__Article__:
——
# CNC Shark Pro, wood router review



## mpientka (Mar 6, 2009)

Ultimately I purchased with the Shark Pro for several reasons. Simply stated, I wanted a warranted, turnkey solution from an established national woodworking Distributor with in-house technical support. I wanted someone else to have already debugged the compatibility between the mechanics, electronics, and software. I've purchased online from Rockler many times without problems. When the Shark was initially released, I traveled 70 miles to the nearest Rockler store to scrutinize it. At first I was apprehensive the polymer structure would flex too much or the rod & linear bearing construction with a central drive screw would bind. Both of these turned out to be non-issues. I played with the VCarve software demo and after watching the numerous VCarve training tutorials I had reasonable confidence it would meet my needs. The VCarve software has surprisingly versatile tooling control without having an unwieldy user interface, and has other modules available as my needs grow. It can create basic graphics, import, trace, and manipulate existing graphics. You'll still need a dedicated graphics package like CorelDraw or Adobe Illustrator to create advanced artwork. Support after the sale was a big concern. Al Wolford of Rockler (Shark distributor), Tim Owens of Next Wave Automation (Shark manufacturer), and Mark Moran of Vectric (VCarve software) all promptly answered my multiple inquires and gave me confidence they will be there when I get stuck in the future. While the table size on the Shark was more than adequate for my current needs, I bought the Shark Pro because I learned a long time ago to buy more machine than you need because you will always grow into it.

read my full 2-page technical review on my website under "Press Releases" -> "Reviews"

Mike Pientka


----------



## dovetail_65 (Jan 22, 2008)

Hi

I hope you do not mind if I put up a link for the guys to save some steps in looking up your profile then going to your site and finding it:

CNC Shark Review

I always wondered how the CNC shark performed, thanks for the info!


----------



## bobj3 (Jan 17, 2006)

bump post


----------



## bobj3 (Jan 17, 2006)

Hi Nick

This is the one for you ,and it's $$$ 3300.oo bucks for the base unit + plus 

http://www.rockler.com/product.cfm?Offerings_ID=19666&TabSelect=Videos
=======



nickao65 said:


> Hi
> 
> I hope you do not mind if I put up a link for the guys to save some steps in looking up your profile then going to your site and finding it:
> 
> ...


----------



## Arcticfox46 (Jul 19, 2007)

Mike,

Nice post.

Well thought out decision.

I don't have the Shark, but I do have the Larken 2424 Camtool. Full CNC router with a couple of upgrades.
——
__Set problem 1__:
Answer these questions about the forum thread:
(a) Which company does mpientka name as the Shark manufacturer?
(b) What price does bobj3 give for the base unit?
(c) Which machine does Arcticfox46 own?
The forum thread and the rows come from unrelated sources.

__Items listed in a dataset__:
——
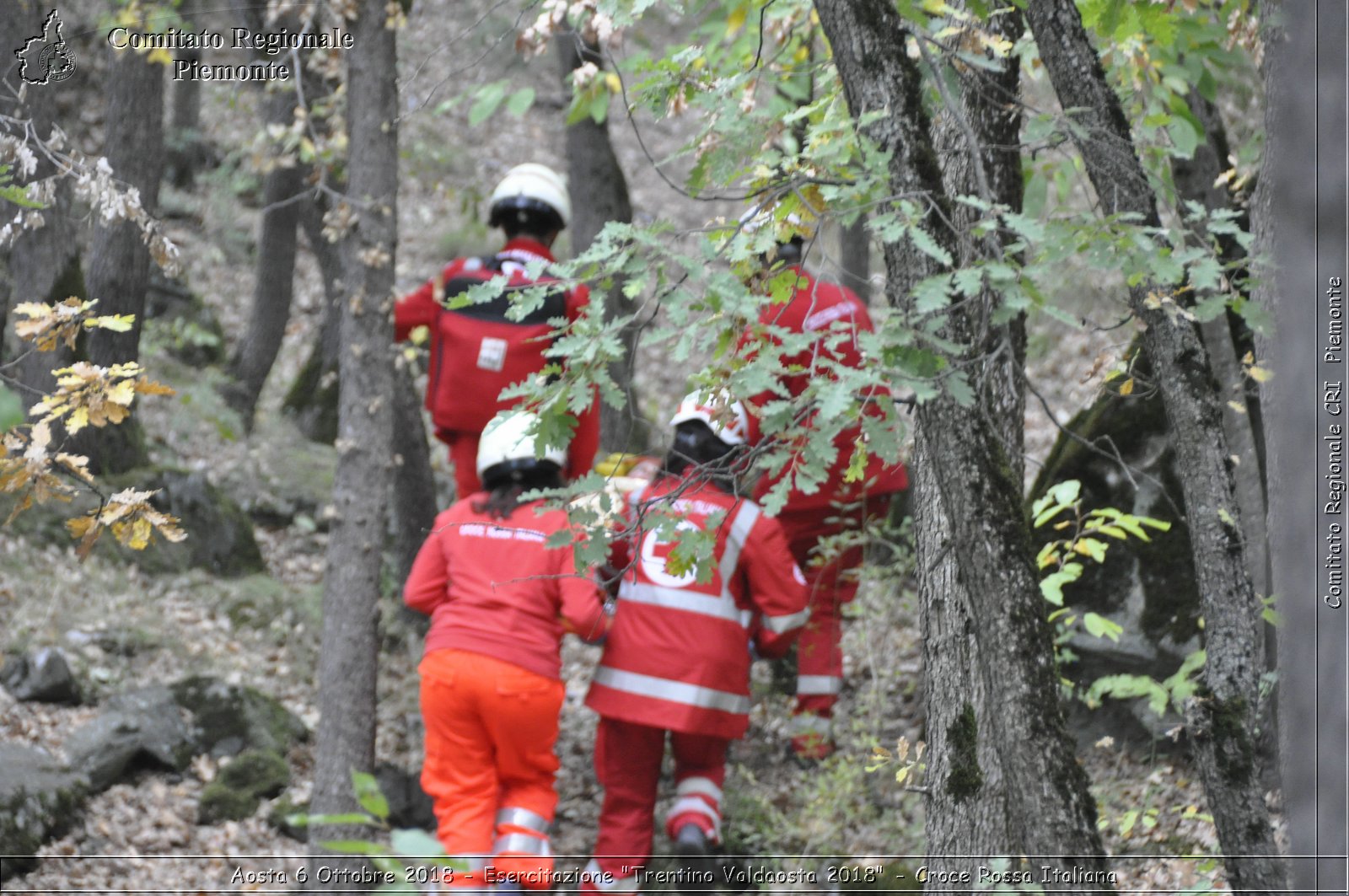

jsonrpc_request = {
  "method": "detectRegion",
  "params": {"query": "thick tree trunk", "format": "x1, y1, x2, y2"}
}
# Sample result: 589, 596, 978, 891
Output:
225, 92, 306, 429
1252, 0, 1349, 893
556, 30, 650, 452
1027, 0, 1286, 891
917, 2, 1025, 880
391, 363, 437, 582
283, 191, 342, 444
814, 0, 1104, 888
85, 51, 164, 472
309, 0, 398, 889
0, 0, 85, 396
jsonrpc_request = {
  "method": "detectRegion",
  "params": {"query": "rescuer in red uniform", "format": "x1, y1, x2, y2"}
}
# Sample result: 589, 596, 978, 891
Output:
740, 209, 908, 759
394, 164, 599, 496
403, 411, 607, 889
582, 395, 807, 893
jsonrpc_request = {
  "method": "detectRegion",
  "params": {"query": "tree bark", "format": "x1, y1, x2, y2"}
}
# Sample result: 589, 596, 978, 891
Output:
917, 2, 1025, 876
0, 0, 86, 399
83, 51, 164, 472
556, 30, 650, 452
225, 92, 306, 429
309, 0, 398, 889
1025, 0, 1286, 891
282, 187, 344, 444
814, 0, 1104, 888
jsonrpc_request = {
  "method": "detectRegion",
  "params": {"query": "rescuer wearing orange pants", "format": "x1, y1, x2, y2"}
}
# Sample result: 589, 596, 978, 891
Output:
740, 208, 908, 761
403, 411, 607, 889
582, 395, 807, 894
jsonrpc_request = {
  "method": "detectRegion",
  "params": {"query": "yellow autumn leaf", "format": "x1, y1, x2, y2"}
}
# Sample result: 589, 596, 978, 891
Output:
137, 379, 178, 395
108, 379, 137, 405
66, 407, 89, 436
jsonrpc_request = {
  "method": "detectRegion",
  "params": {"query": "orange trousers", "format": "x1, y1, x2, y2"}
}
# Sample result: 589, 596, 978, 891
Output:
418, 651, 565, 889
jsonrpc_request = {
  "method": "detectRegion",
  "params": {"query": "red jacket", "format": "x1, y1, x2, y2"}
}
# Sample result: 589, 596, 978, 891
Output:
740, 266, 909, 509
394, 238, 599, 479
403, 492, 607, 679
585, 476, 809, 739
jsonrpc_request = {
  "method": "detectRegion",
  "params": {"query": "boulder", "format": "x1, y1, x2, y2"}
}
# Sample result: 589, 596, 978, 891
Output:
0, 743, 86, 881
0, 647, 79, 703
65, 684, 196, 793
173, 674, 309, 757
197, 750, 290, 824
1027, 360, 1199, 735
375, 763, 436, 831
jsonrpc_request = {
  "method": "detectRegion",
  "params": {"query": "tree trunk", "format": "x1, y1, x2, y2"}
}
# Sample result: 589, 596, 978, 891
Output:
556, 30, 650, 452
917, 0, 1025, 877
0, 0, 85, 396
1252, 0, 1349, 893
1025, 0, 1286, 891
814, 0, 1104, 888
391, 359, 437, 587
309, 0, 398, 889
169, 0, 211, 188
282, 190, 344, 444
839, 215, 872, 305
225, 92, 306, 429
85, 44, 164, 472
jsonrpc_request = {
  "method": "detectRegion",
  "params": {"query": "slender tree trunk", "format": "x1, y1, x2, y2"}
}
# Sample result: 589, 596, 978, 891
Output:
85, 50, 164, 472
391, 359, 437, 587
283, 185, 344, 444
839, 215, 872, 305
556, 30, 650, 452
309, 0, 398, 889
922, 2, 1025, 873
1027, 0, 1286, 891
225, 92, 306, 429
814, 0, 1104, 887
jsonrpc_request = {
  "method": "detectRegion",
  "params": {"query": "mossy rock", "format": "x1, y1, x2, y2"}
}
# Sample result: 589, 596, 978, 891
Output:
171, 674, 309, 756
1027, 348, 1199, 681
197, 750, 290, 824
0, 743, 88, 880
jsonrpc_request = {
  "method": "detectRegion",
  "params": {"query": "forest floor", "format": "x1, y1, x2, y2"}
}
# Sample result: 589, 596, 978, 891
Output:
0, 0, 1273, 893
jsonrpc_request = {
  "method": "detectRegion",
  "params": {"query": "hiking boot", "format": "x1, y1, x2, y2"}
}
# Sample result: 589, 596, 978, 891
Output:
672, 824, 717, 893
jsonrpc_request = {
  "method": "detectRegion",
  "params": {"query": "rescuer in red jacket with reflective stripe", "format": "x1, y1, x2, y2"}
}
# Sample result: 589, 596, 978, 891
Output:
740, 209, 908, 759
403, 411, 607, 889
583, 395, 807, 893
394, 164, 599, 496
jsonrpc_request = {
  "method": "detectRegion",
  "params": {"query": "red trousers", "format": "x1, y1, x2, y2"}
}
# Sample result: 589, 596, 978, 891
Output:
777, 496, 889, 718
583, 716, 730, 893
418, 651, 565, 888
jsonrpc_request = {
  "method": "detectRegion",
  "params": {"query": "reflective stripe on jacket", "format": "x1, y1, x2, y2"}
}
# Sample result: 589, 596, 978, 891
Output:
585, 476, 808, 738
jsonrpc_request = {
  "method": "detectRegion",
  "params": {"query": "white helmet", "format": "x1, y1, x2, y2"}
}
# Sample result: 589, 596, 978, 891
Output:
477, 410, 567, 485
487, 162, 572, 229
670, 389, 753, 447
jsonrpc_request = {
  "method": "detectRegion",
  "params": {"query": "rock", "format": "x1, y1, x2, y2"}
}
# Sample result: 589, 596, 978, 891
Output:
173, 674, 309, 757
1027, 360, 1199, 683
197, 750, 290, 824
375, 763, 436, 831
65, 684, 194, 793
142, 469, 267, 577
0, 647, 79, 703
0, 743, 86, 881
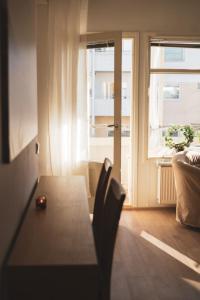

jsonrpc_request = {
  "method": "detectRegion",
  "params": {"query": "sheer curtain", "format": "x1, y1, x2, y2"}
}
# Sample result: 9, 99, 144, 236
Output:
48, 0, 88, 178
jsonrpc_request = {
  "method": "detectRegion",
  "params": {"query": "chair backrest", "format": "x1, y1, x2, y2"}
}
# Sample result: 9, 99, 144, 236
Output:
92, 158, 112, 244
99, 178, 126, 300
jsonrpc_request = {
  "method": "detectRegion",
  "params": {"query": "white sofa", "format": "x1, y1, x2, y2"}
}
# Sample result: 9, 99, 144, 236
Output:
172, 151, 200, 228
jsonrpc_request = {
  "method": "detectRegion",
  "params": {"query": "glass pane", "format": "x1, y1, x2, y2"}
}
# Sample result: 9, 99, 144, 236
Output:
151, 46, 200, 70
148, 74, 200, 157
121, 38, 133, 201
87, 47, 114, 163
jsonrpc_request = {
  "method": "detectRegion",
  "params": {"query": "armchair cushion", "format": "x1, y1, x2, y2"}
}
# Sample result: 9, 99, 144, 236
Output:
172, 151, 200, 228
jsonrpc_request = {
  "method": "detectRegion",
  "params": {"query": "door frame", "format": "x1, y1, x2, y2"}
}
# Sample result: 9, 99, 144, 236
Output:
81, 31, 139, 208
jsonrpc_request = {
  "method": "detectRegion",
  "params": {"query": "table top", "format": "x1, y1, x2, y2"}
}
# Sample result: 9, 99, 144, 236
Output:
7, 176, 97, 267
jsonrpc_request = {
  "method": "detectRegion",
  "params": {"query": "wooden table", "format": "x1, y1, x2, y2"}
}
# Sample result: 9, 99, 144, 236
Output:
5, 176, 99, 300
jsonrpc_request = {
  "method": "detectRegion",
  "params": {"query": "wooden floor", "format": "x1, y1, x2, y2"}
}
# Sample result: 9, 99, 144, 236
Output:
111, 208, 200, 300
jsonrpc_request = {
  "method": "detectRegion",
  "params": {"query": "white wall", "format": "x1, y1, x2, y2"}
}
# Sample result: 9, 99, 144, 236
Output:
88, 0, 200, 34
88, 0, 200, 206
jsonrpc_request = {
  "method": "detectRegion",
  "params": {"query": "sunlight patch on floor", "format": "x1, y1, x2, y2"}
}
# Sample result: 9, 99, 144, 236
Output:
182, 278, 200, 291
140, 231, 200, 274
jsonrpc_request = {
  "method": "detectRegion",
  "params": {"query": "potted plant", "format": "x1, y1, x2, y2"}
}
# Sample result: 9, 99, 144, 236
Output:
165, 125, 194, 152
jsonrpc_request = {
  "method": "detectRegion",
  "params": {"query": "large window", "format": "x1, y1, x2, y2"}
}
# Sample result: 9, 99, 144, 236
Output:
148, 40, 200, 157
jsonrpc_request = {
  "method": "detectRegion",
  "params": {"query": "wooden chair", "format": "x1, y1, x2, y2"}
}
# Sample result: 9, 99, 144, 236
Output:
92, 158, 112, 256
98, 178, 126, 300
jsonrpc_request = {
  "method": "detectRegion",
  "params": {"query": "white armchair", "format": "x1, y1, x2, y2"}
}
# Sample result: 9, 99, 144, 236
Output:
172, 151, 200, 228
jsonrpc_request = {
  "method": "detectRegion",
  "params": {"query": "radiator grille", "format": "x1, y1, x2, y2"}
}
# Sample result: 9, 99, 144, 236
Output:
158, 165, 176, 204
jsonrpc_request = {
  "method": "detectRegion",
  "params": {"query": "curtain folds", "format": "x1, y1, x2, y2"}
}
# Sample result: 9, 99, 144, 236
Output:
48, 0, 88, 178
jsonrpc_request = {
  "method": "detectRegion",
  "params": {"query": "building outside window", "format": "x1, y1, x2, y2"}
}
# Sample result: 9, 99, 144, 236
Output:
148, 40, 200, 157
163, 83, 180, 101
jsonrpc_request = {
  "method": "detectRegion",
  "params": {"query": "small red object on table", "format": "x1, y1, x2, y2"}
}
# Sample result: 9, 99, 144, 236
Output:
35, 195, 47, 209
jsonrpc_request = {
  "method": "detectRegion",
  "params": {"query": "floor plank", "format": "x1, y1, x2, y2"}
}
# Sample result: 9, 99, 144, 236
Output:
111, 208, 200, 300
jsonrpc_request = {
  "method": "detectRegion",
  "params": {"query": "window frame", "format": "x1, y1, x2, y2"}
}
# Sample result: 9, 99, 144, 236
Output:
145, 34, 200, 160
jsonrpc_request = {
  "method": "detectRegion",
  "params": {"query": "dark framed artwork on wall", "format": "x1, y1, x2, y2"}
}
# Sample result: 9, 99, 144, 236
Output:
1, 0, 38, 162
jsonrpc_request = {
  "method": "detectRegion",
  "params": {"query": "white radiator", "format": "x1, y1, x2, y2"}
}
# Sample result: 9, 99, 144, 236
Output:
158, 163, 176, 204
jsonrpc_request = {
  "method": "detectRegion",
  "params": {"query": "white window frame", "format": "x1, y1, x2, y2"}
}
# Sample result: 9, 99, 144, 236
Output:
144, 33, 200, 160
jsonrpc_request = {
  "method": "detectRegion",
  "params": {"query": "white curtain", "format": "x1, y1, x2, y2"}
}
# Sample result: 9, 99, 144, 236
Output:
48, 0, 88, 178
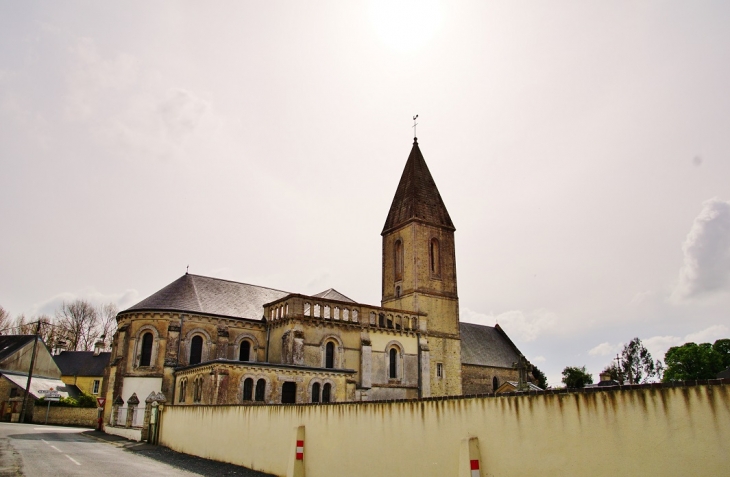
——
__Set problem 2__: Edit the rows from their beginning through the line that contains "582, 395, 807, 894", replacing "rescuer" with "rescue worker" and leaving everything else unchanged. Leave the pictures out of your answer.

__Output 1__:
(a) Next Wave Automation
(b) $3,300, plus extras
(c) The Larken 2424 Camtool

__Output 2__:
jsonrpc_request = {
  "method": "detectRegion",
  "params": {"query": "thick tree trunk", "format": "x1, y1, x2, y2"}
}
# Sample result: 589, 596, 978, 891
Output:
225, 92, 306, 429
1252, 0, 1349, 893
556, 30, 650, 452
1027, 0, 1286, 891
917, 2, 1025, 880
391, 363, 437, 582
283, 191, 342, 444
814, 0, 1104, 888
85, 51, 164, 472
309, 0, 398, 889
0, 0, 85, 396
jsonrpc_request = {
  "method": "detectRegion",
  "params": {"query": "rescue worker in red uniform", "format": "x1, y1, x2, y2"}
}
# Sample result: 589, 596, 978, 891
Output:
740, 209, 908, 759
394, 164, 599, 496
403, 411, 607, 889
582, 395, 807, 893
jsonrpc_request = {
  "method": "detectRegion",
  "params": {"query": "tree bark", "format": "x1, y1, x2, y2"}
}
# Sample result: 589, 596, 978, 891
Output:
917, 2, 1025, 876
0, 0, 86, 399
83, 51, 164, 472
556, 30, 650, 452
225, 92, 306, 429
309, 0, 398, 889
1025, 0, 1286, 891
282, 187, 344, 444
814, 0, 1104, 888
jsonrpc_request = {
  "method": "detectRegion",
  "params": {"query": "rescue worker wearing orange pants", "format": "x1, y1, x2, y2"}
}
# Sample result: 589, 596, 978, 891
Output:
740, 208, 908, 761
403, 411, 607, 889
582, 395, 807, 894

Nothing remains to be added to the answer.